> Exercise requirements
1. In the discussion of trichinellosis prevention, which two preparation myths does the Food-Preparation Misconceptions Axis capture?
2. List every core preventive behavior that the discussion of trichinellosis prevention says the Trichinellosis Prevention Axis grouped together.
3. Resume the discussion of trichinellosis prevention in Indigenous communities from where it stops.

> Document section
Similar One Health work in Indigenous contexts illustrates how structural constraints—such as remoteness and limited access to sanitation and veterinary services—can sustain zoonotic risk and constrain prevention options [[13], [15]]. The observed practice gaps in our study correspond to points at which the animal–environment interface can sustain transmission when prevention is difficult to implement [26]. Cleaning feeding areas and safely disposing of potentially infected pork are not merely “behaviors”; they depend on feasible routines, material conditions, and access to appropriate disposal options. Likewise, testing home-slaughtered pork requires service availability, transport, and a practicable pathway for sample submission [27]. Therefore, although the adjusted association between knowledge and practices indicates that knowledge is meaningfully related to safer self-reported behaviors, the remaining gaps suggest that information alone may be insufficient when prevention depends on household capacity and local infrastructure.
The PCA provided a useful synthesis of how knowledge and practices co-occur. The Trichinellosis Prevention Axis (TPA) grouped core preventive behaviors (testing prior to consumption, thorough cooking, routine hygiene) with aligned etiologic/transmission knowledge, consistent with a prevention “bundle” likely constrained by household routines and service access. The Food-Preparation Misconceptions Axis (FPMA) captured a more specific cluster of preparation myths (lemon juice and smoking). Notably, community-level differences were statistically significant on both axes after adjustment for sex and age group, supporting the conclusion that prevention-relevant patterns are territorially structured. At the same time, sex and age group were not statistically supported predictors in the adjusted FPMA model; therefore, any apparent separation in adjusted means plots should be treated as descriptive trends rather than evidence of demographic effects in this dataset.
A stronger comparison to global Indigenous One Health literature further supports the interpretation that culturally embedded food practices and structural feasibility are central determinants of zoonotic risk [28]. In Arctic Indigenous contexts [29], trichinellosis prevention has required approaches that move beyond generic risk messaging to strategies that respect food traditions while strengthening practical protection—most notably through community-based testing programs and locally grounded communication [30]. More broadly, syntheses of One Health research in Indigenous communities [13] emphasize that effective interventions are typically community-led, culturally safe, and designed around local priorities and constraints (including service access, infrastructure, and the lived realities of food systems), rather than framed as simple “knowledge deficits” [13], [14], [15], [30]. These observations align with the present finding that community differences persisted after demographic adjustment in both the prevention and misconception dimensions.

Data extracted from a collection
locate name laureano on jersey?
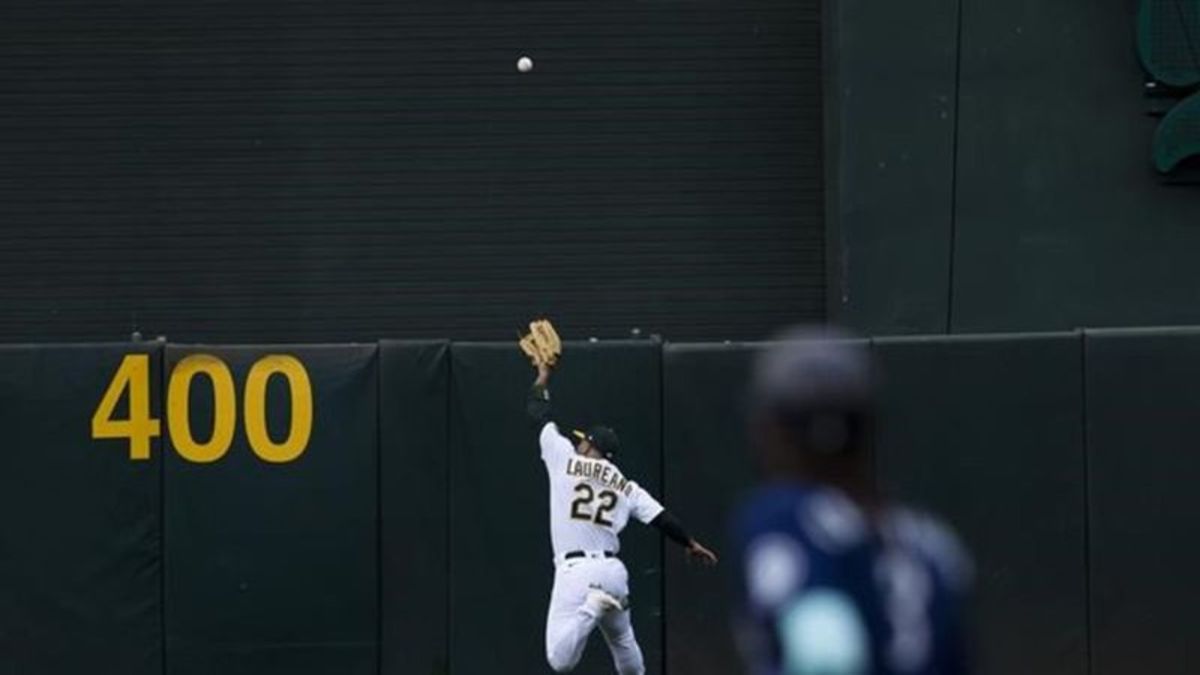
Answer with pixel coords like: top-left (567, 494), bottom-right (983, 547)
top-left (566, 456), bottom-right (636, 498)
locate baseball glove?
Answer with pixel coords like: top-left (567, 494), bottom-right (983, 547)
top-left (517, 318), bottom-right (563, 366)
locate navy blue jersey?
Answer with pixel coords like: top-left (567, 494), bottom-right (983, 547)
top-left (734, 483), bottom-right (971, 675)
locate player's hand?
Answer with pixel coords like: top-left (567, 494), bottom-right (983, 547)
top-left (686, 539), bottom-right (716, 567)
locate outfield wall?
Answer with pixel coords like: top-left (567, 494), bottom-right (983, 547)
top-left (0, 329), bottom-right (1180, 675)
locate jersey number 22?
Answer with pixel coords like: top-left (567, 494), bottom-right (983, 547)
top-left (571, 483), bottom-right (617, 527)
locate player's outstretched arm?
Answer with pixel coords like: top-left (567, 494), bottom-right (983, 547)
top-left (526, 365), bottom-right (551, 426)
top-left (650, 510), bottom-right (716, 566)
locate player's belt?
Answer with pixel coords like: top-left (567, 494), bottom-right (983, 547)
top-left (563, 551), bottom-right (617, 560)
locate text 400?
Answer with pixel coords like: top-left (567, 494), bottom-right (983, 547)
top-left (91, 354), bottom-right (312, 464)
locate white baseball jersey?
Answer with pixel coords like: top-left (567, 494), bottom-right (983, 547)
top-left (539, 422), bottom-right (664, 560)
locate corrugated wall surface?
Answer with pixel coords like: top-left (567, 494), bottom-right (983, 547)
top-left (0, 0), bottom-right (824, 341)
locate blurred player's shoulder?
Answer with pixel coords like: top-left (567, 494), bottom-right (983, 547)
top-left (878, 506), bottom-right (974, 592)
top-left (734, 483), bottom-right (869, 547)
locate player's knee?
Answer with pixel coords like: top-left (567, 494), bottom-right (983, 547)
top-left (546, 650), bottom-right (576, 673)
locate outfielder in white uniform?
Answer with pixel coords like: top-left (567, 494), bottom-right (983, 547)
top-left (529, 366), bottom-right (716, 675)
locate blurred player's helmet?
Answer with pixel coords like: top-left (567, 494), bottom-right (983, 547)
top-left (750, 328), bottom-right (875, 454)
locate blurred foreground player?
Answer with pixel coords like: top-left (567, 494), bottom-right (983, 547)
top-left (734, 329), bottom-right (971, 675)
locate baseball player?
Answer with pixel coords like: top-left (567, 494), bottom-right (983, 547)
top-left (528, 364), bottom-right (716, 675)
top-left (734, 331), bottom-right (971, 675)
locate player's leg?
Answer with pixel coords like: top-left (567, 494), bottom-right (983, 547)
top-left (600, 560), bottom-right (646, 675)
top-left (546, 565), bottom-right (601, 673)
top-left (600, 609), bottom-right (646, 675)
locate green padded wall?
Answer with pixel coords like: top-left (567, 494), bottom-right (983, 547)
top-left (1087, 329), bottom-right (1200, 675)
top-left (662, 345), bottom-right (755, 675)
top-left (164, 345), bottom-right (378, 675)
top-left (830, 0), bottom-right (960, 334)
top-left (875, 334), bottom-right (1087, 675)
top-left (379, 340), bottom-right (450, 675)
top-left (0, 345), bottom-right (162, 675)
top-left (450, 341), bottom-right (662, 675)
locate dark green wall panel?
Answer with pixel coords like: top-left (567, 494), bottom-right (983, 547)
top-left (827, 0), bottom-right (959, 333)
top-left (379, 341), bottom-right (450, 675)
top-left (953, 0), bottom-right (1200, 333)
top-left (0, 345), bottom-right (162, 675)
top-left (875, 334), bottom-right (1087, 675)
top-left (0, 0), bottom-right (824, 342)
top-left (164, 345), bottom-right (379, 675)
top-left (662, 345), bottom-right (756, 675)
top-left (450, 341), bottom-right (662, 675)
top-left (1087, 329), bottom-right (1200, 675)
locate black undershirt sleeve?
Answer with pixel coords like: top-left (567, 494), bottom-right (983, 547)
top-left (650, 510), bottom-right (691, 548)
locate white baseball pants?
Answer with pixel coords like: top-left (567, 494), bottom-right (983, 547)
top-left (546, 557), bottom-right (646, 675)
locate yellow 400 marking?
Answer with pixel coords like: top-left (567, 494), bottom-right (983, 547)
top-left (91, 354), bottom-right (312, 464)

> Outputs for the tasks
1. Lemon juice and smoking.

2. Testing prior to consumption, thorough cooking, and routine hygiene.

3.
Finally, the results provide a concrete basis for intercultural collaboration, linked to specific survey signals rather than described abstractly. Two items illustrate this clearly: high reported care-seeking at the local hospital (P9) alongside low endorsement of “not relying on Machi alone” (P8). This pattern is consistent with medical pluralism—coexisting use of biomedical and traditional health systems—rather than disengagement from formal care. In practical terms, prevention initiatives are likely to be more credible and adoptable if they integrate intercultural health actors and community leadership, and if they frame myth-correction and prevention behaviors (testing, safe disposal, hygienic routines) in culturally safe ways that do not undermine trusted local knowledge structures or exclude locally legitimate care pathways. Evidence from other Indigenous settings underscores that uptake of prevention is strongly shaped by trust and by who delivers the message; community leaders and Elders can be pivotal partners for culturally credible risk communication and practice change [31].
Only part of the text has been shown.